→ **RECORDED INFORMATION**

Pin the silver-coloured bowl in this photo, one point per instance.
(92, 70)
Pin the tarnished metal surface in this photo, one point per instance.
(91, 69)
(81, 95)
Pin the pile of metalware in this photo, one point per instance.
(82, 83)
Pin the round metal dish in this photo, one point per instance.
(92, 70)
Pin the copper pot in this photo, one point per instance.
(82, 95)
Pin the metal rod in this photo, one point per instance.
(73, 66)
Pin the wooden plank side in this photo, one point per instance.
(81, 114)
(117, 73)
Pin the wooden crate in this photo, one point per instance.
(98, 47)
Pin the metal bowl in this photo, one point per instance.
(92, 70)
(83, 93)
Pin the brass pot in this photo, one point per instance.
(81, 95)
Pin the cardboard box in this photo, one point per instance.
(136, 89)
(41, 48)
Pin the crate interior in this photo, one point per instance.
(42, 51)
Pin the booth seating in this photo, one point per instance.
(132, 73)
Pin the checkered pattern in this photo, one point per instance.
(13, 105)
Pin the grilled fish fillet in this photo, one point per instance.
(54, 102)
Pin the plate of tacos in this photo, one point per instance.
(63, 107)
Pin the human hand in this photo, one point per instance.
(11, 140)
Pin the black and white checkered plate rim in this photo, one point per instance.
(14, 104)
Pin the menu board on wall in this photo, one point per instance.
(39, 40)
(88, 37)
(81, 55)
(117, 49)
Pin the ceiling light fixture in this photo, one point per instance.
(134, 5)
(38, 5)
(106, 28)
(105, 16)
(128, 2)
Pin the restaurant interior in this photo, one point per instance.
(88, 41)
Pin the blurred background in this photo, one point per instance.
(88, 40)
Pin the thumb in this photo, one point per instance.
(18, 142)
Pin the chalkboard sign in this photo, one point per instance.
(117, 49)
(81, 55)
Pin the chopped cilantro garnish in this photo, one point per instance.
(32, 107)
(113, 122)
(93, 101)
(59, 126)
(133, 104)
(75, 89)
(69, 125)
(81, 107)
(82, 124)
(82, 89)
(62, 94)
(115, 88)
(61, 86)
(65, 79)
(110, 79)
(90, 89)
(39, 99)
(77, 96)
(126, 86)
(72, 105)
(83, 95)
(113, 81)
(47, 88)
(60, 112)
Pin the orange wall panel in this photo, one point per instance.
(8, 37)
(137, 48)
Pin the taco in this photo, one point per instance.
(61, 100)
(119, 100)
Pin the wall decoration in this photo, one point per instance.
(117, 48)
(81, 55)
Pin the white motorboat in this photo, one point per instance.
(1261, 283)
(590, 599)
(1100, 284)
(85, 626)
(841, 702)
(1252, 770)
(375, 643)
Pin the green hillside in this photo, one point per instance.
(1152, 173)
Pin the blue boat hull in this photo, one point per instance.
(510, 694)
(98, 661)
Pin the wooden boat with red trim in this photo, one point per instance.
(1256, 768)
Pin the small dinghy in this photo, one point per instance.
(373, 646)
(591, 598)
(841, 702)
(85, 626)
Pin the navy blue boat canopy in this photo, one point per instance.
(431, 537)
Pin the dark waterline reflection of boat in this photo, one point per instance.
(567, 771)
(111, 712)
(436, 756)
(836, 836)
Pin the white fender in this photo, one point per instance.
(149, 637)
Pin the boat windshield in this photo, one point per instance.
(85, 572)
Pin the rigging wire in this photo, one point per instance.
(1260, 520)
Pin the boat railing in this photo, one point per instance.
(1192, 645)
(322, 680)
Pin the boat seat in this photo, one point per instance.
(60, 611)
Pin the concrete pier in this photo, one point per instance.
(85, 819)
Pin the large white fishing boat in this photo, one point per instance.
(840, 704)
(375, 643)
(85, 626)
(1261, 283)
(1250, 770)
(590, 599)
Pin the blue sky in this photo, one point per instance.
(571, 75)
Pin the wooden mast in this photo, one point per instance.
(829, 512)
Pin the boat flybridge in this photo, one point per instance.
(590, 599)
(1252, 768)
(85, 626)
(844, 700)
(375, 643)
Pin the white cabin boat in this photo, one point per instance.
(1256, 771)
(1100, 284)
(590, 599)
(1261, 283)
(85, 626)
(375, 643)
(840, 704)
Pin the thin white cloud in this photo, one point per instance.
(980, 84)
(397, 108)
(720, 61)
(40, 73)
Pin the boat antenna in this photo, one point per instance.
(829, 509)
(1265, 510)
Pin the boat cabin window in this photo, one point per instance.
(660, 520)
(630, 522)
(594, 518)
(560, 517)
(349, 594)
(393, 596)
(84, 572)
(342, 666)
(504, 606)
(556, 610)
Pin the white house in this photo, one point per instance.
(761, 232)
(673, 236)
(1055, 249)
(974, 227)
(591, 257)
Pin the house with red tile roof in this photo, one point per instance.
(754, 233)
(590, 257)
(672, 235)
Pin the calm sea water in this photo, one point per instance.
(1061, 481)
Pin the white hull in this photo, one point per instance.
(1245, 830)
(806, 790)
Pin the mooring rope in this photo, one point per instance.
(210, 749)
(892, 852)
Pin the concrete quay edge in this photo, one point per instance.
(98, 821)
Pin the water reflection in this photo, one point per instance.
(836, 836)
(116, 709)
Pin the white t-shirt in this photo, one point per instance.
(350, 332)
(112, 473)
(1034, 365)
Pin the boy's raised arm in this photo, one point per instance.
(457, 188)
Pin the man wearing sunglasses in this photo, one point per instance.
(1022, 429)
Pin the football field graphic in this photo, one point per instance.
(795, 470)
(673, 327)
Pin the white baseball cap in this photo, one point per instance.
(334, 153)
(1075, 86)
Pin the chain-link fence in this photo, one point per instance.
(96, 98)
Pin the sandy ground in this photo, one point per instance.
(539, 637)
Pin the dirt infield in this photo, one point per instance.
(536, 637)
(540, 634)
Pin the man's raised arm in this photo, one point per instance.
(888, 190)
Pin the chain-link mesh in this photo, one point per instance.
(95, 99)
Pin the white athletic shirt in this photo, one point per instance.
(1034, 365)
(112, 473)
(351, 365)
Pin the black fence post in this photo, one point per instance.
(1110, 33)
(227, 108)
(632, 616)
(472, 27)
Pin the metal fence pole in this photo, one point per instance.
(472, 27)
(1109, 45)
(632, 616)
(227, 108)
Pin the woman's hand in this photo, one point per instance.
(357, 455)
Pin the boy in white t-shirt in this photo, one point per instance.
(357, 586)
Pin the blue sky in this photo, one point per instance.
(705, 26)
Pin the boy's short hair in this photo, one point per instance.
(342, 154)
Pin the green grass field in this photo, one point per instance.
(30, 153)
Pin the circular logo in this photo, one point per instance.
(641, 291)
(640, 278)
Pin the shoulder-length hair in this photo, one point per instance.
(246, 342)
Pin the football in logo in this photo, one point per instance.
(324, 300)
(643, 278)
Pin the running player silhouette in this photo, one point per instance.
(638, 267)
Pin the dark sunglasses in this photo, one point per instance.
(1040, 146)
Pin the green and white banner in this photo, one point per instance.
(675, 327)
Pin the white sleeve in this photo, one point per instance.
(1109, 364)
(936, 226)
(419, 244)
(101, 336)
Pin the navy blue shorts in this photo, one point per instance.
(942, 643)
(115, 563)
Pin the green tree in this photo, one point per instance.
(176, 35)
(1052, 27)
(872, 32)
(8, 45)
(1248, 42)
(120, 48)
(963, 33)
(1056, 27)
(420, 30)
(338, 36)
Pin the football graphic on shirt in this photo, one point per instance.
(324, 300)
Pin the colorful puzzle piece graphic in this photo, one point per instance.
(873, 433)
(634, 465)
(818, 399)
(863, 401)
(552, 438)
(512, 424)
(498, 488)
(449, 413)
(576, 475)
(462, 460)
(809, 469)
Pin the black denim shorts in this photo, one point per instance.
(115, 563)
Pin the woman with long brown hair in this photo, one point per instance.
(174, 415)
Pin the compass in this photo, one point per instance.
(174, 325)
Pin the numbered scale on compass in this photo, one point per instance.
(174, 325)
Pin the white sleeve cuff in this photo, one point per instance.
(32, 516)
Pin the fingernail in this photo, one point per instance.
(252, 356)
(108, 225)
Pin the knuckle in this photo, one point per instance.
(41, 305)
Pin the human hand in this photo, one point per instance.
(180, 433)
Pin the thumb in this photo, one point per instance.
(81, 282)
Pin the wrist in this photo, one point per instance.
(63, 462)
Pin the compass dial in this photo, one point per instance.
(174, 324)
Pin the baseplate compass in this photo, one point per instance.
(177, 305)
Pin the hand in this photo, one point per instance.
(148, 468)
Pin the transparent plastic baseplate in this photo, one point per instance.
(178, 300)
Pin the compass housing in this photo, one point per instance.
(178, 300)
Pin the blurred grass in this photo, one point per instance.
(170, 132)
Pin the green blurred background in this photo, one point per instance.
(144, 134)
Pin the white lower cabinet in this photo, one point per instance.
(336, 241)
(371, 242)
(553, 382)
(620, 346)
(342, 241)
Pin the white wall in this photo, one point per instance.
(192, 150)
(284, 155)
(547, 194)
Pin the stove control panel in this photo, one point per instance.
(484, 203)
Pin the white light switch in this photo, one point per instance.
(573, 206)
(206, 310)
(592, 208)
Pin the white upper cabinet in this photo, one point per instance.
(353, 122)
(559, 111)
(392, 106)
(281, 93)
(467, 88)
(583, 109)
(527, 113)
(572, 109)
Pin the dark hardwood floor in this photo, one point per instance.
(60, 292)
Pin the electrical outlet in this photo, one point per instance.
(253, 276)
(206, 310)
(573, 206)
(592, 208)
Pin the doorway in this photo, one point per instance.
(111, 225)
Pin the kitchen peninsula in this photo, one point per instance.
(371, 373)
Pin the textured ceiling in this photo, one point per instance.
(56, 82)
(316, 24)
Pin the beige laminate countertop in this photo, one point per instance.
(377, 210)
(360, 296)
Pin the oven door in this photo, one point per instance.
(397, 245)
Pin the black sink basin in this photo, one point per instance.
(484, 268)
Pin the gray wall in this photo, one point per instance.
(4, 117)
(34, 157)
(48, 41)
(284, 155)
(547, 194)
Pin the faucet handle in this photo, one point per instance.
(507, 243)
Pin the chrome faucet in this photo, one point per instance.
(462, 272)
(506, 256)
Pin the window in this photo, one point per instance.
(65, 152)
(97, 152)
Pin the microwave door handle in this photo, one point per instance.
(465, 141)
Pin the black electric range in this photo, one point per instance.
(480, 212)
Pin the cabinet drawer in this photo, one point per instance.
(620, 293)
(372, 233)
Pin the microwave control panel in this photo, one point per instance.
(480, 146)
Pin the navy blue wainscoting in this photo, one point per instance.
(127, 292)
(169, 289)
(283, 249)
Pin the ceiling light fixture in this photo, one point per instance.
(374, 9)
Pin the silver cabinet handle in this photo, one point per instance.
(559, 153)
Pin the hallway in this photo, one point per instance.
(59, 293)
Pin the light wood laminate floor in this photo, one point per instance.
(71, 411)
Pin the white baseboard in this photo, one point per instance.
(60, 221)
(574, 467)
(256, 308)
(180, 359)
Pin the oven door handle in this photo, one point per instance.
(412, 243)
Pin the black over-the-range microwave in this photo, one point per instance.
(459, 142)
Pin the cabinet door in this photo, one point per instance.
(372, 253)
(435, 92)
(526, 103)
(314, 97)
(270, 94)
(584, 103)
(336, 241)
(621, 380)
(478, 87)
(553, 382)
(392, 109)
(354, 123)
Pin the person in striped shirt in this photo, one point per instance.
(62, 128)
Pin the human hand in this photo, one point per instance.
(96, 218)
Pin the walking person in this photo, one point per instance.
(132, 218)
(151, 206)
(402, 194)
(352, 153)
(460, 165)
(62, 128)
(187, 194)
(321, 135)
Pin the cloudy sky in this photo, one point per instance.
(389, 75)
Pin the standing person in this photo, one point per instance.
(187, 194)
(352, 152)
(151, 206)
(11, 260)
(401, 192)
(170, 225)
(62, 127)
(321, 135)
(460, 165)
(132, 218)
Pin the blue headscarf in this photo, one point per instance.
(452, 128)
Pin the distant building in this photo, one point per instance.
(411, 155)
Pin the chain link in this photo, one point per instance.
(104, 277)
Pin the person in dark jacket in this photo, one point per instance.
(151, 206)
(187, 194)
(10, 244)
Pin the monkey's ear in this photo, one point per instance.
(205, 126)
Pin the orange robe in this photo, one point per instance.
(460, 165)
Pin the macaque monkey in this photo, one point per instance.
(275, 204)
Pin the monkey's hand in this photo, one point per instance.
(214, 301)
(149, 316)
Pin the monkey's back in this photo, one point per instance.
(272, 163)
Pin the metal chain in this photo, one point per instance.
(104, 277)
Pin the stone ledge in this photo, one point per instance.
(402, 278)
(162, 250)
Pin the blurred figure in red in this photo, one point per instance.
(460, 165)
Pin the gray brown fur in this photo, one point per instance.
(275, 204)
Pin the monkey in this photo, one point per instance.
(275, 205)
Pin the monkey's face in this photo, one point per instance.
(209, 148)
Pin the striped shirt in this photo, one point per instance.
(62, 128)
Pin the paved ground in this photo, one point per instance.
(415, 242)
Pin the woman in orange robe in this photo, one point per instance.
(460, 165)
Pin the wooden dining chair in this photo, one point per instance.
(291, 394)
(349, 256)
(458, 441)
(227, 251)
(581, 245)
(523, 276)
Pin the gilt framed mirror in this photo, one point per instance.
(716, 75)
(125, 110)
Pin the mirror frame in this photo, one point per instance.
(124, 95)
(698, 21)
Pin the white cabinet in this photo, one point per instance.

→ **EXERCISE**
Give again only the lines of the material above that run from the one with "Pin the monkey in" through the end, both included, exactly as they appear.

→ **RESULT OF THE TASK**
Pin the monkey in this photo, one point per instance.
(275, 205)
Pin the monkey's face in this photo, one point per instance.
(209, 148)
Pin the striped shirt in this photo, one point per instance.
(62, 128)
Pin the paved ground in this photo, one point per instance.
(415, 242)
Pin the woman in orange robe in this photo, one point per instance.
(460, 165)
Pin the wooden dining chair in this photo, one point per instance.
(291, 394)
(349, 256)
(458, 441)
(227, 251)
(581, 245)
(523, 276)
Pin the gilt framed mirror in this photo, one point per instance.
(716, 75)
(125, 110)
Pin the mirror frame in this photo, one point per instance.
(124, 95)
(698, 21)
Pin the white cabinet in this photo, one point per instance.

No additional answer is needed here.